• [Provided material]:
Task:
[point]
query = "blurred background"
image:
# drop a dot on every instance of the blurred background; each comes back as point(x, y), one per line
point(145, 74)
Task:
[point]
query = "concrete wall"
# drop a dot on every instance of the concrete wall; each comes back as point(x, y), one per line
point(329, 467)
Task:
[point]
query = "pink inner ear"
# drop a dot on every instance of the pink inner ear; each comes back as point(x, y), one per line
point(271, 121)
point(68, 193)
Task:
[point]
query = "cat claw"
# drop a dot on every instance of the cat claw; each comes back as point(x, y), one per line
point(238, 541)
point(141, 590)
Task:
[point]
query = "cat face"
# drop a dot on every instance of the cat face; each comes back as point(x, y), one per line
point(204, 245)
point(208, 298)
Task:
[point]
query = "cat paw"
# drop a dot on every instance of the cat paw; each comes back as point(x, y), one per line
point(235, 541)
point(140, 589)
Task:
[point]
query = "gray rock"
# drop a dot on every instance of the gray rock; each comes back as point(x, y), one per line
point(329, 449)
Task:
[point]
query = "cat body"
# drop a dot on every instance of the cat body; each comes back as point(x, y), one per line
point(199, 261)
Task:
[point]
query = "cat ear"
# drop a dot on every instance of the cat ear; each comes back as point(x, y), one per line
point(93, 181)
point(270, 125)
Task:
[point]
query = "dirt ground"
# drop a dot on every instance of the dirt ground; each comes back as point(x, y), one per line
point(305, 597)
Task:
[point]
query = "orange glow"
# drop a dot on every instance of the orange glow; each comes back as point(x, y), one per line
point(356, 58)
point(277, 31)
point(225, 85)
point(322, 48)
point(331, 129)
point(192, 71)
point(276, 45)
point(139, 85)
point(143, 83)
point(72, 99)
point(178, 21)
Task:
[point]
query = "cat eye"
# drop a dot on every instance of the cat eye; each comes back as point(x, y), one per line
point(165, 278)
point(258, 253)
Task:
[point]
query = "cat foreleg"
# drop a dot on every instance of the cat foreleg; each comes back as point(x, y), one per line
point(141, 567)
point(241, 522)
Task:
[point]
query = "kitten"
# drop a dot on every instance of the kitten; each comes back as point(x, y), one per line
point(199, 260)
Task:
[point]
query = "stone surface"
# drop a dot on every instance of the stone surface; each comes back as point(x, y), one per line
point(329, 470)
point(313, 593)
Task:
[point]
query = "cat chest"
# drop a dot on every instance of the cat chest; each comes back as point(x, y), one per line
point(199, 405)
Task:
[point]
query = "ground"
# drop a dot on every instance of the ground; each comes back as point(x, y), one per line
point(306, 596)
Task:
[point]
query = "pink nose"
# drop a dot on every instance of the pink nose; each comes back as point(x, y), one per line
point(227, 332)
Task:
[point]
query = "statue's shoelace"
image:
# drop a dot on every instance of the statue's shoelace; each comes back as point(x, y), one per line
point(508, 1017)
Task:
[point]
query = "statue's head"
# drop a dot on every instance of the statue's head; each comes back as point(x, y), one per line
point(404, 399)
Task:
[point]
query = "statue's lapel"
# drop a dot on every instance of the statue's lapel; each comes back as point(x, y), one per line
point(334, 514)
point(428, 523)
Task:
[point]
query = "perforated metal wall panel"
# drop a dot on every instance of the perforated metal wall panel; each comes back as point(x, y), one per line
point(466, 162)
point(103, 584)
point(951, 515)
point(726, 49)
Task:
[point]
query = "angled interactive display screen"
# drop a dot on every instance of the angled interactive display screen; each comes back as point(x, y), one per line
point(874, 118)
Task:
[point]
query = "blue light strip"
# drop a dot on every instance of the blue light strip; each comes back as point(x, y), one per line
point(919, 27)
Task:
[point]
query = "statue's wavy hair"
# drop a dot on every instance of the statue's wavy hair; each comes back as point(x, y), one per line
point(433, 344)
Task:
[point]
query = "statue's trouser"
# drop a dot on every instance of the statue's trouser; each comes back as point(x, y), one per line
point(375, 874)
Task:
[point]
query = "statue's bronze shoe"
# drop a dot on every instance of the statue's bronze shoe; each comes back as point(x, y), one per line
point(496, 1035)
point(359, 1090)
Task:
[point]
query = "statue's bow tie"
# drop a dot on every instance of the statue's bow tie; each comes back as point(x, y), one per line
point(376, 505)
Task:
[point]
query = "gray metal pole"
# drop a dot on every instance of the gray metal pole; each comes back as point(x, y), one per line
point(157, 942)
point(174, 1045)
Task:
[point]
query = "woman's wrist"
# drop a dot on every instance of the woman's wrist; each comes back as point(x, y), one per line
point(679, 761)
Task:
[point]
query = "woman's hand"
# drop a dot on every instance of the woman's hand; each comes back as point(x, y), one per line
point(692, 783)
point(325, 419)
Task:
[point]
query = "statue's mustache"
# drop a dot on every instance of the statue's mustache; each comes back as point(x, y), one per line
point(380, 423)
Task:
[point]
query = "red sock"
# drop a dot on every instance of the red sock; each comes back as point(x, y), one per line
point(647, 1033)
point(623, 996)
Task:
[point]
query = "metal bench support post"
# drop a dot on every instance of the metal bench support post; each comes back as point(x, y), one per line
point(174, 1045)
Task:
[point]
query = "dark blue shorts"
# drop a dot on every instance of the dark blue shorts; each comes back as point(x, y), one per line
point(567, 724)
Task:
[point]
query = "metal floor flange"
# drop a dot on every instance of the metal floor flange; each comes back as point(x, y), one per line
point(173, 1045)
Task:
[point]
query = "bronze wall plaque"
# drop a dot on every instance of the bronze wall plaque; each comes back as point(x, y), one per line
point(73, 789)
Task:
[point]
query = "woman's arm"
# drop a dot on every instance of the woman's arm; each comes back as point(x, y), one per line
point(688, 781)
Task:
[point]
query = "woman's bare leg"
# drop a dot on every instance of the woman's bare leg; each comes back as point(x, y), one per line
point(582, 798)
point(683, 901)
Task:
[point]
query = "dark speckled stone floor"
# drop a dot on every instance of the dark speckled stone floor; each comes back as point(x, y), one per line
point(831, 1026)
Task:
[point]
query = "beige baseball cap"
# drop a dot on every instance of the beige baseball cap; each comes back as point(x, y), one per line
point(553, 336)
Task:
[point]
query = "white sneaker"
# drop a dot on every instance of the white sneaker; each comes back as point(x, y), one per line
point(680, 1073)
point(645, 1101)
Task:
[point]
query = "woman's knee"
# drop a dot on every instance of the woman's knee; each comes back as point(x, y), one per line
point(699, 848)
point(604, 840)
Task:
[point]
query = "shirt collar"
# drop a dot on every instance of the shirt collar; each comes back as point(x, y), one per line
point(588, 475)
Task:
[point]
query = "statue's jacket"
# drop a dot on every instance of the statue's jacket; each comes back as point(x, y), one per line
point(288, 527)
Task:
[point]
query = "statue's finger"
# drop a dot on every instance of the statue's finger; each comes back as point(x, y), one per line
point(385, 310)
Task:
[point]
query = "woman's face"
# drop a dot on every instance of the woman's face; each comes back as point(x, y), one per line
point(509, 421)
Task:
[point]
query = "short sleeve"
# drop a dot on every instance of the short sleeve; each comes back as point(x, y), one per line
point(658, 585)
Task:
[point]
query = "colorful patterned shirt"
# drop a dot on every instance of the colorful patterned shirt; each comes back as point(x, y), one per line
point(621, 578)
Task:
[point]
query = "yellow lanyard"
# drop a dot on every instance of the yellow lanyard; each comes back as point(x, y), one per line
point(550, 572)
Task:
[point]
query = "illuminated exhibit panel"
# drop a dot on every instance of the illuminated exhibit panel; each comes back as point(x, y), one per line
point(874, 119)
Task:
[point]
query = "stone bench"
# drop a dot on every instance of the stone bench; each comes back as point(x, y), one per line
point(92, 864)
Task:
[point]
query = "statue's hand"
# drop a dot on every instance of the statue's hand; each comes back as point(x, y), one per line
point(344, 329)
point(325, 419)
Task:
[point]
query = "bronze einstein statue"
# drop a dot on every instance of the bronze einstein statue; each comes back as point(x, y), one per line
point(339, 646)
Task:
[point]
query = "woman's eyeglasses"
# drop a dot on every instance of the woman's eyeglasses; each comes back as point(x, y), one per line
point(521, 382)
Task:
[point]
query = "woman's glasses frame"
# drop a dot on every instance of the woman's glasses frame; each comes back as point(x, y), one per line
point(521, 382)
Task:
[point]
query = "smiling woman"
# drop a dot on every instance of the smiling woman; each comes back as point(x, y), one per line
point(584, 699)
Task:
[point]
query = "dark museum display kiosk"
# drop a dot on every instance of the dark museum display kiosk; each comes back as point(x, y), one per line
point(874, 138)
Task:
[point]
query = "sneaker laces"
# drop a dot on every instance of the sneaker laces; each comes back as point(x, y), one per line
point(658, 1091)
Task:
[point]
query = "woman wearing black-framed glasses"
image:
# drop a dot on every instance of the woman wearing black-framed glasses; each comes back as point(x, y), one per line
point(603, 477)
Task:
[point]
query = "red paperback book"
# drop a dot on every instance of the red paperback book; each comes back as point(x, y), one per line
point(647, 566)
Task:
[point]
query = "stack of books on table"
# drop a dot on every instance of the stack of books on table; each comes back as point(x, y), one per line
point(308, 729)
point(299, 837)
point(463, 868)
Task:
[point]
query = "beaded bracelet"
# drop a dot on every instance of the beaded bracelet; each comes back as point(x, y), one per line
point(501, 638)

• [Your task]: What are the lines from the one containing "# drop a dot on every instance of the beaded" to the end of the material above? Return them exactly, and only them.

• [Problem solution]:
# drop a dot on every instance of the beaded bracelet; each comes back as point(x, y), one per line
point(501, 638)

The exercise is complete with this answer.